[What the exercise asks]:
Can you extract the part of the essay on baseball and altmetrics that runs from "I took advantage" up to and including "the national pastime.", copying it word for word?

[Selected passage]:
I took advantage of a special opportunity to study altmetrics recently. My kid was graduating from college in upstate New York, and I built into the trip an extra day to visit Cooperstown, home of the baseball Hall of Fame and the spiritual center of the altmetrics movement. Baseball, as fans and dispassionate observers know, is a game of statistics, and statistics are the national pastime.
As we in scholarly communications struggle with how to measure the merit of different publications and the researchers behind them, I thought it useful to study how the baseball community does it. What is impact factor for one community is batting average for another, though far, far more work has been put into the calculation of batting averages over the years. Indeed, baseball may be the most studied phenomenon of all, putting aside the analysis of the pages of Facebook. Perhaps the umpires of one discipline can assist the referees of another. The questions are analogous: How valuable is a particular article? Who is the best baseball player of all time?
Part of the reason that statistics have become such a big part of baseball is that there is some growing discomfort–call it post-modern unease–that perhaps the greatest of the greats were propped up by myths and folklore, stories of charisma instead of the hard data of performance on the field. Often human judgment and other superstitions were deployed in the place of statistical correlations, and out of this subjective stew came a list of the usual suspects: Ty Cobb, Babe Ruth, Warren Spahn, Ted Williams, Mickey Mantle–Mickey Mantle!–Willie Mays, Henry Aaron, Ichiro Suzuki, and a small number of other familiar names. If we could get our hands on the right measurements, we would assess baseball greatness differently, and the legendary heroes of yesteryear would be shown to be just that, legends.

[Information given]:
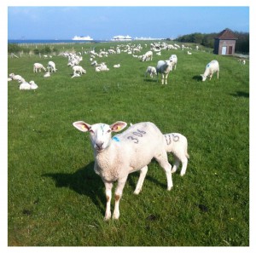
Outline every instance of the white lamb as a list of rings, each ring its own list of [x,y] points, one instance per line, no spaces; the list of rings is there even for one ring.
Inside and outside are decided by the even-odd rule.
[[[174,70],[176,70],[176,66],[177,66],[177,57],[176,55],[172,55],[169,58],[171,63],[172,63],[172,68],[174,67]]]
[[[175,164],[172,167],[172,173],[176,172],[180,162],[183,164],[181,176],[184,175],[188,165],[188,140],[178,133],[170,133],[164,135],[166,139],[166,148],[167,152],[172,152],[175,158]]]
[[[143,61],[152,60],[153,60],[153,52],[152,51],[148,51],[145,55],[143,55],[142,60],[143,60]]]
[[[77,73],[77,72],[79,72],[79,74],[82,75],[83,73],[85,74],[86,71],[85,69],[84,69],[81,66],[74,66],[73,67],[73,75]]]
[[[112,132],[119,132],[127,125],[118,121],[111,125],[96,124],[90,125],[83,121],[73,123],[73,126],[82,132],[89,131],[90,142],[94,149],[94,170],[106,187],[107,206],[105,220],[111,218],[110,202],[112,187],[118,181],[115,190],[113,219],[119,217],[119,200],[128,175],[140,170],[140,176],[134,193],[142,191],[148,164],[155,158],[164,169],[167,178],[167,190],[172,187],[172,166],[168,162],[165,147],[165,137],[160,130],[150,122],[133,124],[125,132],[111,137]]]
[[[167,78],[169,72],[172,70],[172,63],[169,60],[159,60],[156,66],[156,74],[160,73],[162,75],[162,84],[167,84]]]
[[[49,72],[56,72],[56,67],[55,64],[53,61],[49,61],[48,62],[48,66],[47,69]]]
[[[30,89],[37,89],[38,88],[38,85],[37,83],[35,83],[34,81],[30,81]]]
[[[41,63],[34,63],[34,65],[33,65],[33,72],[35,73],[37,73],[38,71],[39,71],[39,72],[40,72],[41,69],[44,69],[46,72],[46,68],[43,66],[43,64],[41,64]]]
[[[201,74],[202,81],[206,81],[207,78],[209,76],[209,79],[212,79],[212,74],[214,72],[217,72],[217,78],[218,79],[218,72],[219,72],[219,65],[218,60],[213,60],[211,62],[209,62],[207,66],[205,72]]]
[[[148,66],[145,72],[145,78],[147,77],[148,73],[149,74],[150,78],[153,78],[154,75],[156,75],[156,69],[154,66]]]
[[[16,80],[16,81],[20,81],[23,78],[20,75],[15,75],[14,73],[11,73],[9,75],[13,80]]]

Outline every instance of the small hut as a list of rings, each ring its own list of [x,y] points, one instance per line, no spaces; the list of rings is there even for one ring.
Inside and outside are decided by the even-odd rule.
[[[236,48],[235,34],[230,29],[222,31],[217,37],[214,38],[214,51],[216,55],[232,55]]]

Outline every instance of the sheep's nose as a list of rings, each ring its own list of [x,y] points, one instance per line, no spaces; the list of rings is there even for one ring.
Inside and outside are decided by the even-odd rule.
[[[103,142],[96,143],[96,147],[98,150],[102,150],[103,146]]]

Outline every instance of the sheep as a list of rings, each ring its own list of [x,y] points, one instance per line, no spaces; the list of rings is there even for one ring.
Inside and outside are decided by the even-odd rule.
[[[170,133],[164,135],[166,139],[166,152],[172,153],[175,158],[175,164],[172,167],[172,173],[176,172],[180,162],[182,163],[182,170],[180,175],[183,176],[186,173],[188,158],[188,140],[187,138],[178,133]]]
[[[131,125],[125,132],[111,137],[112,132],[119,132],[127,125],[125,122],[117,121],[108,125],[96,124],[90,125],[83,121],[74,122],[73,126],[82,132],[90,132],[90,142],[94,149],[94,170],[98,174],[106,187],[105,220],[111,218],[110,201],[112,187],[118,181],[115,189],[115,205],[113,219],[119,217],[119,200],[128,175],[140,170],[140,176],[134,191],[138,194],[142,191],[148,164],[155,158],[166,172],[167,190],[172,187],[172,166],[168,162],[165,147],[165,137],[158,127],[150,122],[143,122]]]
[[[148,66],[147,67],[147,70],[145,72],[145,78],[147,77],[147,74],[149,74],[150,78],[153,78],[153,76],[154,75],[156,75],[156,69],[154,66]]]
[[[206,81],[208,76],[209,79],[211,80],[214,72],[217,72],[217,78],[218,79],[219,65],[218,60],[212,60],[207,65],[205,72],[201,75],[202,78],[202,81]]]
[[[35,83],[33,80],[29,82],[30,83],[30,89],[36,89],[38,88],[38,85]]]
[[[73,74],[76,74],[77,72],[80,75],[82,75],[83,73],[84,73],[84,74],[86,73],[85,69],[84,69],[81,66],[73,66]]]
[[[153,52],[152,51],[148,51],[145,55],[143,55],[143,61],[145,60],[153,60]]]
[[[50,77],[49,72],[46,72],[46,73],[44,75],[44,78],[49,78],[49,77]]]
[[[38,62],[37,62],[37,63],[34,63],[34,65],[33,65],[33,72],[34,72],[35,73],[38,72],[38,70],[39,72],[40,72],[42,68],[46,72],[46,68],[43,66],[43,64],[38,63]]]
[[[17,81],[20,81],[23,78],[20,75],[15,75],[14,73],[10,73],[9,75],[13,80],[17,80]]]
[[[172,68],[174,66],[174,70],[176,70],[176,66],[177,66],[177,57],[176,55],[172,55],[169,58],[169,60],[171,61],[172,63]]]
[[[51,61],[51,60],[49,61],[48,62],[47,69],[48,69],[49,72],[56,72],[55,64],[53,61]]]
[[[169,72],[172,70],[172,63],[169,60],[159,60],[156,66],[156,74],[158,73],[162,75],[162,84],[167,84],[167,78]]]
[[[79,73],[74,73],[74,74],[71,77],[71,78],[79,78],[79,77],[81,77],[81,75],[79,74]]]

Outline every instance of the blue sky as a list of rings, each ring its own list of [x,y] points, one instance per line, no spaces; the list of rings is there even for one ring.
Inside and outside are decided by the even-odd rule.
[[[224,28],[249,32],[248,7],[8,7],[9,39],[172,37]]]

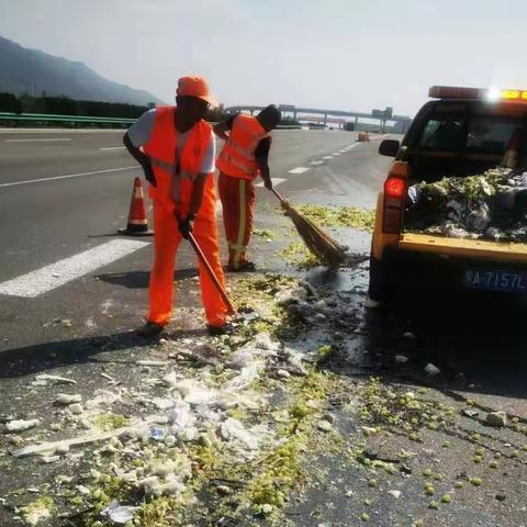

[The solution]:
I took advantage of a special opportunity to study altmetrics recently. My kid was graduating from college in upstate New York, and I built into the trip an extra day to visit Cooperstown, home of the baseball Hall of Fame and the spiritual center of the altmetrics movement. Baseball, as fans and dispassionate observers know, is a game of statistics, and statistics are the national pastime.